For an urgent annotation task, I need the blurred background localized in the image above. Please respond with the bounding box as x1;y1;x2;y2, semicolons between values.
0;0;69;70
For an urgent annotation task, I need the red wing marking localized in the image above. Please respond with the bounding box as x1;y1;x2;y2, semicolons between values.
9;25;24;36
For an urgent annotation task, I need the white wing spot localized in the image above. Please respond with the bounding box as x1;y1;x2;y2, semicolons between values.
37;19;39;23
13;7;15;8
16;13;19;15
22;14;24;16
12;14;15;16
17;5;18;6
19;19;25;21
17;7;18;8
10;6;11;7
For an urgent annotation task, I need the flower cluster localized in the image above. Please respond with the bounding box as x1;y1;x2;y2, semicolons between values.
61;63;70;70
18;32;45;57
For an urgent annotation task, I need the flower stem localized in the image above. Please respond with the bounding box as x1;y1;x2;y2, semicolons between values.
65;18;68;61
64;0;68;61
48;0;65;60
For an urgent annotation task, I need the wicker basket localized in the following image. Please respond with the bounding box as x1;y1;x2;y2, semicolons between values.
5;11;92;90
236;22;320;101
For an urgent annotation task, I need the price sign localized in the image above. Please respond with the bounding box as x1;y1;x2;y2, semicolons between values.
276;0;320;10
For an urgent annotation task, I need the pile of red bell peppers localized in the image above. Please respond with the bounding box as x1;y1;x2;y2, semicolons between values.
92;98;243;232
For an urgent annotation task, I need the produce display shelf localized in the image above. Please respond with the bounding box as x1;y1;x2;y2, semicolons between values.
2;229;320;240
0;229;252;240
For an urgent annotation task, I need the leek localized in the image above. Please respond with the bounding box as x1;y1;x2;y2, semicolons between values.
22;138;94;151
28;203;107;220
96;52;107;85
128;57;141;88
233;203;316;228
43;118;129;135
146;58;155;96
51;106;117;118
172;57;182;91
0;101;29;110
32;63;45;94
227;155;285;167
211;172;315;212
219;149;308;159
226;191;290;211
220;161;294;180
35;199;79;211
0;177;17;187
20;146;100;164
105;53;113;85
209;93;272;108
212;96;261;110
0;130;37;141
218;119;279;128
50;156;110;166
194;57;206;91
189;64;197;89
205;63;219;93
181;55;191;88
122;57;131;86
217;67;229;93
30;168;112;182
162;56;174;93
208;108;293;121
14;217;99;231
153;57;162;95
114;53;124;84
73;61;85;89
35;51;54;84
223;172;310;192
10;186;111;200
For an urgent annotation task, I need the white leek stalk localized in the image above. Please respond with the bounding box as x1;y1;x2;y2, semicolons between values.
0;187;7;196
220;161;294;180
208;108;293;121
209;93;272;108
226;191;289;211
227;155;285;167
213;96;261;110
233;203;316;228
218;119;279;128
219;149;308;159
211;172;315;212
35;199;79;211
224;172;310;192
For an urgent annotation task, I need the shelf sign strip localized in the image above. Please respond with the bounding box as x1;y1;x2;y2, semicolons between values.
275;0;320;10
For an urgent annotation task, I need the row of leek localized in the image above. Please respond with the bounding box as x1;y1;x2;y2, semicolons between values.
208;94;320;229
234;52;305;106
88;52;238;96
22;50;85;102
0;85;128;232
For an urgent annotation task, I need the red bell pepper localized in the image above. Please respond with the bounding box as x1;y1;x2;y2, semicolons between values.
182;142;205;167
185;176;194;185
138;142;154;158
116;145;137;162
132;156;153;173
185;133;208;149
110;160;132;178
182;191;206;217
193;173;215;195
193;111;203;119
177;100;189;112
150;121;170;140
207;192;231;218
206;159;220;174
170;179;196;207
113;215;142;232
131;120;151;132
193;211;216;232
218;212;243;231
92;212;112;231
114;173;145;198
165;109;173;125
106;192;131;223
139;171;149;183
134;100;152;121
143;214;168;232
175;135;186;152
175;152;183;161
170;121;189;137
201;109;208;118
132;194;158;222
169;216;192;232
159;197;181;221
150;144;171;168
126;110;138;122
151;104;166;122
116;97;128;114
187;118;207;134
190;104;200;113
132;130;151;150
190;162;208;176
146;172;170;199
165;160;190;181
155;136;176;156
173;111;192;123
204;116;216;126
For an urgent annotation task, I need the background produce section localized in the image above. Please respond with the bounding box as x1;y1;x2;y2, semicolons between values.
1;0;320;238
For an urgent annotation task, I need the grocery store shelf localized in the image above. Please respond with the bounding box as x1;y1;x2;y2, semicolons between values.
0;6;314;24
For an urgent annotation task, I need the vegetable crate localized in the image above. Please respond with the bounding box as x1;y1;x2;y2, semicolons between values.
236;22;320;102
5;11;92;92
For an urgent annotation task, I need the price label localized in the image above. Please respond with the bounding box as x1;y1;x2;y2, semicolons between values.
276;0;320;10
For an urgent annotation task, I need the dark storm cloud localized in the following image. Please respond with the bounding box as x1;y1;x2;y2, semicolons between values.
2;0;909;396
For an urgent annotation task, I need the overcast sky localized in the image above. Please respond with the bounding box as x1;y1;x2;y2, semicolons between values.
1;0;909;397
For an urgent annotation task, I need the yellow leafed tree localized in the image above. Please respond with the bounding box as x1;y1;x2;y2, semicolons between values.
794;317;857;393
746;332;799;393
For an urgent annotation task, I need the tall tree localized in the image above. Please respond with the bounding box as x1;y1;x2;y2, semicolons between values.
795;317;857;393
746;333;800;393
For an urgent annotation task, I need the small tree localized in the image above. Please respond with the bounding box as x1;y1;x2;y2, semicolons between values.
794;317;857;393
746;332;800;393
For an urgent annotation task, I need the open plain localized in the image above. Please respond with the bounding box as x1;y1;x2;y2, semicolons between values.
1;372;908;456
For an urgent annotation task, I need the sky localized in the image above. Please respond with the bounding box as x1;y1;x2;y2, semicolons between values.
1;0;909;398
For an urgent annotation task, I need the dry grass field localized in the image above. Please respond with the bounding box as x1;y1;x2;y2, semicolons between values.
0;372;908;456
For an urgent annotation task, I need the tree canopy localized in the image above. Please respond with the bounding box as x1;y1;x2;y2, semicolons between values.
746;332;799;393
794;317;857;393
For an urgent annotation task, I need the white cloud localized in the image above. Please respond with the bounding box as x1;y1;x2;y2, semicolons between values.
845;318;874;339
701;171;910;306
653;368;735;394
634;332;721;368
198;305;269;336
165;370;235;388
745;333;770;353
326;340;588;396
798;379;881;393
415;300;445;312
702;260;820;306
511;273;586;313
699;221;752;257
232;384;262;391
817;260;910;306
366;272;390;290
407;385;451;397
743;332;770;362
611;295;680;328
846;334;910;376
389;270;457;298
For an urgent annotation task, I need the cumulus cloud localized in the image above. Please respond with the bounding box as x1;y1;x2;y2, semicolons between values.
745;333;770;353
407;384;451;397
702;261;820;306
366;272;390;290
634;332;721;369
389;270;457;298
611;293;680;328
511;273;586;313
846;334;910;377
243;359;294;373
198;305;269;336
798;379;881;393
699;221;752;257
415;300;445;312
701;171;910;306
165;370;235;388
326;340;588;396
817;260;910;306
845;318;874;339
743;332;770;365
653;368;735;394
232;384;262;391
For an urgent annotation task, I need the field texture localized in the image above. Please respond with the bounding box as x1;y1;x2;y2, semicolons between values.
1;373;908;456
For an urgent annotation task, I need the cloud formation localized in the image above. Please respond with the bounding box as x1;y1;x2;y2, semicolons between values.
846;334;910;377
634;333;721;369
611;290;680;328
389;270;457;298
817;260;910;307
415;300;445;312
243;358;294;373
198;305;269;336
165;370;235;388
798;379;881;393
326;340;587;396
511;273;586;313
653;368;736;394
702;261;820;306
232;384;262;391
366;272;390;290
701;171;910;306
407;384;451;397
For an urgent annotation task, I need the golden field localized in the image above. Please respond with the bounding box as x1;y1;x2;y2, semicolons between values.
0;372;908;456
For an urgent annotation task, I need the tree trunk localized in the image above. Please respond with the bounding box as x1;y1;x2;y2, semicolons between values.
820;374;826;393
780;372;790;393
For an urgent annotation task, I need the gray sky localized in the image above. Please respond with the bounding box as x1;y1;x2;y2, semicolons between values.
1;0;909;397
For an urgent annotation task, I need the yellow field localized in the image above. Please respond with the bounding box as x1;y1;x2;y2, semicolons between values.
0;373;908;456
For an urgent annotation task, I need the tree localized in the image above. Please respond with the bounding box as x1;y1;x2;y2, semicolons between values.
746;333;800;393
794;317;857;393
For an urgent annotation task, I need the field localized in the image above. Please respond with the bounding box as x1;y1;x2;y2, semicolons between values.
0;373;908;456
-------------------------
■ WHAT IS NEEDED ■
What are the lines from the one with "For an urgent annotation task, I need the yellow field" through the last line of the records above? Quote them exactly and add nothing.

■ ANSWER AREA ■
For an urgent annotation task, I need the yellow field localized in the image above. Please respond with the bounding box as x1;y1;x2;y2, semicolons between values.
0;373;908;456
For an urgent annotation task, I need the tree localized in the image above. Please respond with the bounding box as x1;y1;x2;y2, semicolons between values.
746;333;800;393
794;317;857;393
For an urgent annotation task, I need the field localized in the image above. Please respond with the bounding box as x1;y1;x2;y2, semicolons between values.
0;373;908;456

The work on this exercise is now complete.